:: Text segment ::
▶
It was Christmas time and I said I'd go look at him, but I didn't want another Dal...Sadie was so demanding and I didn't know if I could take two at once, living by myself. Well, when I saw him and how sweet he was, I couldn't leave him there during the holidays. So, I had another Dalmatian....who the vet said was small framed...and would weigh no more than 40 pounds. Well, Jake got bigger and bigger...he's one of the biggest Dals....at over 70 pounds. Once he weighed in at 78...he's about 73 pounds now.
Carol
Ann H
Apr 10 2005, 09:54 PM
Carol, You are very welcome I was glad to crop the picture for you. Just hang in there things will get better after a while although I believe all of us will always miss our babies.
Ann
beth4275
Apr 11 2005, 03:35 PM
Carol,
I just read about this this afternoon. Please know that my heart breaks for you. What a loving tribute though that you wrote ... it brought back memories for me of when I had to let my little man Snoops go 1.5 years ago. It took me a very long time before the tears stopped everyday and even now I cry sometimes when I think of him but more often than not now I smile remembering what a wonderful guy he was. Today at work was probably hard but the worst is over now ... now you can begin the process of healing.
A good friend told me a trick to use when the grief becomes overwhelming ... she told me to remember something Sadie did that always made you laugh ... it can be a funny thing she did or just a memory you have of her that makes you smile no matter what. When the tears come and feel like you are drowning in them ... just think about this memory. You will find that can smile through the tears and it does help.
My thoughts and prayers are with you ...
◀
Excerpts of pointing data:
▶
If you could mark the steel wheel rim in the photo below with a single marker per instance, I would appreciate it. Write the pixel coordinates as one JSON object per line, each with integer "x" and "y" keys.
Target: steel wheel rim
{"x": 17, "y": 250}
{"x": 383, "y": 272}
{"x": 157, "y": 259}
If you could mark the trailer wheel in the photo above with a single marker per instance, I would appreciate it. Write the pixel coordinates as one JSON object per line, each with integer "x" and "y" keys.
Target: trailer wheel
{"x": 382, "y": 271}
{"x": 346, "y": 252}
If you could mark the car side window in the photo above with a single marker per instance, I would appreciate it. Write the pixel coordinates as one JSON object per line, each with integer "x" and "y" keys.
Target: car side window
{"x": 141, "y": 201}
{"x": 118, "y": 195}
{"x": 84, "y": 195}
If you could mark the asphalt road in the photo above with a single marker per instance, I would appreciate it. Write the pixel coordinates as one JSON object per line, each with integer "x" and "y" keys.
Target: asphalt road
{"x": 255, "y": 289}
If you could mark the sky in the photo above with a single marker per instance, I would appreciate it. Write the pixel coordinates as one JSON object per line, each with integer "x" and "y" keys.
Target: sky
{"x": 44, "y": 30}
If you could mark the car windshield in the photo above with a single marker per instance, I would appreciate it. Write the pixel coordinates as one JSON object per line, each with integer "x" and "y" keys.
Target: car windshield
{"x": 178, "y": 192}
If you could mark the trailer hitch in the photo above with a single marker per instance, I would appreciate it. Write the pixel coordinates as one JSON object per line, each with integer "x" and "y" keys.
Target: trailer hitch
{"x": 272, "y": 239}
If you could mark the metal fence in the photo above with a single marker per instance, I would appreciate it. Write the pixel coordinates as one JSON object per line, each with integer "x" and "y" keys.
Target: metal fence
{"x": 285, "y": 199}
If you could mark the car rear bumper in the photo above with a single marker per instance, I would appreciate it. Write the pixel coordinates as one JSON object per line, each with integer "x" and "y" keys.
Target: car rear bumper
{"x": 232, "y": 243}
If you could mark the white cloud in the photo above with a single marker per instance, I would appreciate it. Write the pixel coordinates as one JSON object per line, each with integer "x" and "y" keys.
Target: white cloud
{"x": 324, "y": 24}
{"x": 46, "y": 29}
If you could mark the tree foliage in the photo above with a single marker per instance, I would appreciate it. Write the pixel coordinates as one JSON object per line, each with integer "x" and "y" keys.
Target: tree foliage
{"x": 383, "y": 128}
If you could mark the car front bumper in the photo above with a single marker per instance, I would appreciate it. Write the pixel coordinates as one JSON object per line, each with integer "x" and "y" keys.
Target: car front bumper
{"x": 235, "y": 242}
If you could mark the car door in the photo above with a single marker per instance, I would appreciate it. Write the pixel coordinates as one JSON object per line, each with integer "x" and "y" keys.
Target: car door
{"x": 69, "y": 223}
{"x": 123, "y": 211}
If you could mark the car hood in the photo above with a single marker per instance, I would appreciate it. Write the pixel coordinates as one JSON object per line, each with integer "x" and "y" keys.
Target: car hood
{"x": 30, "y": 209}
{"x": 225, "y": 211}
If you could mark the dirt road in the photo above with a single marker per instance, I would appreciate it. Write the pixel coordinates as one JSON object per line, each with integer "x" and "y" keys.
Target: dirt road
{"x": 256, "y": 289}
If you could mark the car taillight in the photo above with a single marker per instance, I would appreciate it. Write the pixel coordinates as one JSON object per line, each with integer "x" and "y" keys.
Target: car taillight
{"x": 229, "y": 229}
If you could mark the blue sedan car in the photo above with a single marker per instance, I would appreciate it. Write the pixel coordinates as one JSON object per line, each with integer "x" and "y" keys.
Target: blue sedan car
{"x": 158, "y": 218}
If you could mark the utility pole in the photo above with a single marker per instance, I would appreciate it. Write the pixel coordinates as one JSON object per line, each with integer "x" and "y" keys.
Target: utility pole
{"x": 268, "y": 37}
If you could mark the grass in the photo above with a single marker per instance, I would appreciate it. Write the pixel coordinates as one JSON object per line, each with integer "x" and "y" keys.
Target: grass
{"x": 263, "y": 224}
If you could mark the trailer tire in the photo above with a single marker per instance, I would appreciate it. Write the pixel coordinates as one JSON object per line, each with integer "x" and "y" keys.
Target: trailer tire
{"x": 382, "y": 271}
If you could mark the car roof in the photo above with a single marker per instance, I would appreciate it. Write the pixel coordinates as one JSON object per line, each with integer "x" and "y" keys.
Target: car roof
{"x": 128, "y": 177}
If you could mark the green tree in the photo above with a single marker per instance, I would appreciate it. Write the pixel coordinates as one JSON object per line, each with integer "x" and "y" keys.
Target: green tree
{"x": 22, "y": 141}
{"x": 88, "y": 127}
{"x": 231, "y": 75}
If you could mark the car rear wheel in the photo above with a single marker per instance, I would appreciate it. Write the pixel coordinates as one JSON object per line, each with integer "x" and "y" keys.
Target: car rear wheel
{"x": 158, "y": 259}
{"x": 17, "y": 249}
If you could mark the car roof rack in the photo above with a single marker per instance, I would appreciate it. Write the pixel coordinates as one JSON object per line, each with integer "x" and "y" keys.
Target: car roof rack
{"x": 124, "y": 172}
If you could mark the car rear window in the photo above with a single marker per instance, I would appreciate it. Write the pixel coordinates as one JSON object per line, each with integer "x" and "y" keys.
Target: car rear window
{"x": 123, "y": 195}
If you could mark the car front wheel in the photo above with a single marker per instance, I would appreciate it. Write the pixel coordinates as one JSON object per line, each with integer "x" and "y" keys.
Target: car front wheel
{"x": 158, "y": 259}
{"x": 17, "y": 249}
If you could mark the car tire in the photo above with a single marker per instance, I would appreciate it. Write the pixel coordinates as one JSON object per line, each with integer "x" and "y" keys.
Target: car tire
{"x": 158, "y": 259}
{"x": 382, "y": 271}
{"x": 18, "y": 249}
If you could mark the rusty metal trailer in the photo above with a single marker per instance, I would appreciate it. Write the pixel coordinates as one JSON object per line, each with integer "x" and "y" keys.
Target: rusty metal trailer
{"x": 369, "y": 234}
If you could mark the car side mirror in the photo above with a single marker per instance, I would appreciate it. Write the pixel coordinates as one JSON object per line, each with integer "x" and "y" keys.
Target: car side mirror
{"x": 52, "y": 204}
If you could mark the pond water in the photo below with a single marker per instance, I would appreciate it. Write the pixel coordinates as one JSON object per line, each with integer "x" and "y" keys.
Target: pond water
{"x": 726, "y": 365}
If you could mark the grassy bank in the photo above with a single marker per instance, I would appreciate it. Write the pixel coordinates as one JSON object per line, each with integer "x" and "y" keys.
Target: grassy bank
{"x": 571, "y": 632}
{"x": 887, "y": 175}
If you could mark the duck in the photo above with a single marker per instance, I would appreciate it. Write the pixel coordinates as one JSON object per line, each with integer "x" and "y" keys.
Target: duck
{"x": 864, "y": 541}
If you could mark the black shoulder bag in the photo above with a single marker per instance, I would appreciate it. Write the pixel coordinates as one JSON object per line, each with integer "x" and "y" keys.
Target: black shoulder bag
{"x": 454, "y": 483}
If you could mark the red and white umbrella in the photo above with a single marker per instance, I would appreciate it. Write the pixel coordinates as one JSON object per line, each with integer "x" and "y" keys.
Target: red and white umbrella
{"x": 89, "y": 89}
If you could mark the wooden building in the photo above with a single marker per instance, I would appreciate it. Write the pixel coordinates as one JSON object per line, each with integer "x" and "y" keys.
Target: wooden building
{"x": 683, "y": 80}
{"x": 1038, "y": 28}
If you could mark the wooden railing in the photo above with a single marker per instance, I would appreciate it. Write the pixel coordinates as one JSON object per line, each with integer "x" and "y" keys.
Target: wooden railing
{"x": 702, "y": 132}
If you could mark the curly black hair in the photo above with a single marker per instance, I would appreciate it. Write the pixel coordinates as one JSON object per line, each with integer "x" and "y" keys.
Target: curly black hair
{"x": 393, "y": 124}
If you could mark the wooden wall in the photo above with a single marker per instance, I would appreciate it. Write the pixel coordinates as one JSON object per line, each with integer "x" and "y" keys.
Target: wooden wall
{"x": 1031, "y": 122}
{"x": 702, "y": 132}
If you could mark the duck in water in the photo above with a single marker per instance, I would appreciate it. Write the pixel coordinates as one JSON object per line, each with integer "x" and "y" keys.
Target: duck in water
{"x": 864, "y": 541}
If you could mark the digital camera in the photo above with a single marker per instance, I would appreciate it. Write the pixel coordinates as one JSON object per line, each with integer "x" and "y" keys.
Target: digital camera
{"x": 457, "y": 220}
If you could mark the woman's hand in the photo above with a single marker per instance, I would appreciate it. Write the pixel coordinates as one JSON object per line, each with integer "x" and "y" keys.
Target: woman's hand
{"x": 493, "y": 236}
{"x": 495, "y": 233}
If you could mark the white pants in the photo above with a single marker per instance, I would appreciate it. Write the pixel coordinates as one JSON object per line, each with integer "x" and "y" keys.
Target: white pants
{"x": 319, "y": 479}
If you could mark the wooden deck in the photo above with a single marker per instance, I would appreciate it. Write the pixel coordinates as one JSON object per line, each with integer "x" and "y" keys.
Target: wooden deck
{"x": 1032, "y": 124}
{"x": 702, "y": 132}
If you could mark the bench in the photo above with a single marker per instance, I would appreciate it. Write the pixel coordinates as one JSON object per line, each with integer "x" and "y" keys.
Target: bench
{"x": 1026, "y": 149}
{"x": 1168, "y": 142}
◀
:: Aim 1 ::
From the forum thread about the Dalmatians, list every weight given for Jake, each in the wording the text uses.
:: Aim 2 ::
Answer these questions from the forum thread about the Dalmatians:
(a) At what time of year did the writer go to look at Jake?
(b) How long ago did beth4275 have to let Snoops go?
(c) Who told beth4275 the trick for times when grief becomes overwhelming?
:: Aim 3 ::
Continue the forum thread about the Dalmatians from where it stops.

:: Task response 1 ::
no more than 40 pounds
over 70 pounds
78
about 73 pounds

:: Task response 2 ::
(a) Christmas time
(b) 1.5 years ago
(c) A good friend

:: Task response 3 ::
Hugs,
Beth
Del
Apr 11 2005, 08:20 PM
Thank you, Beth. I decided to take the day off work today. I woke up early this morning and knew that I just couldn't do it. Yesterday I cleaned all day...with breaks in between to cry...and I needed another day of doing nothing. Actually I felt sick all day...I guess it can be compared to what people call "a hole in your heart". A teacher I work with wrote me an email to see where I was and I told her about Sadie. I also asked her if she could tell the other teachers so I didn't have to do that tomorrow. Another teacher, who also loves her dog, called me this evening to tell me how sorry she is and to see how I was doing.
I will take your advice about thinking about something funny about Sadie when I feel like crying. I think that will help. I've done that a couple of times today and it has helped to get past going into a crying spell. Actually, I've told people about how demanding and whiney Sadie could be and that brought out a chuckle, which got me away from the crying.
Sadie was always a very demanding dog. She was a princess and could be quite trying at times, along with her sweetness.
I truly appreciate everyone's responses. I hope I can help someone else who's going throught this.
Hugs,
Carol
Jazzygirl
Apr 11 2005, 08:32 PM
Carol,
I'll say it again...I think we live parallel lives! Sadie and Jasmine sound identical! I can totally relate! As much as I loved her, she was a very trying dog! She would get me mad a LOT because she would do her own thing and ignore me when I told her to do something, like come inside the house. But the anger was always gone as fast as it came. It's what made Jasmine so unique...and Sadie too. Both our breeds can be crazy like that!
I'm glad you took the day off. I think you needed it. ANd yes, it's easier when a co-worker handles that initial breaking of the news. I found it much easier when I came back.
I'm thinking of you...
Audrey
Del
Apr 11 2005, 09:12 PM
I think you just may be right, Audrey! It's strange how things happen like that.
When I woke up this morning and thought about taking the day off, I remembered your post saying that you took some days off when Jasmine passed away. That made me feel better and I decided that I had a good reason to call in.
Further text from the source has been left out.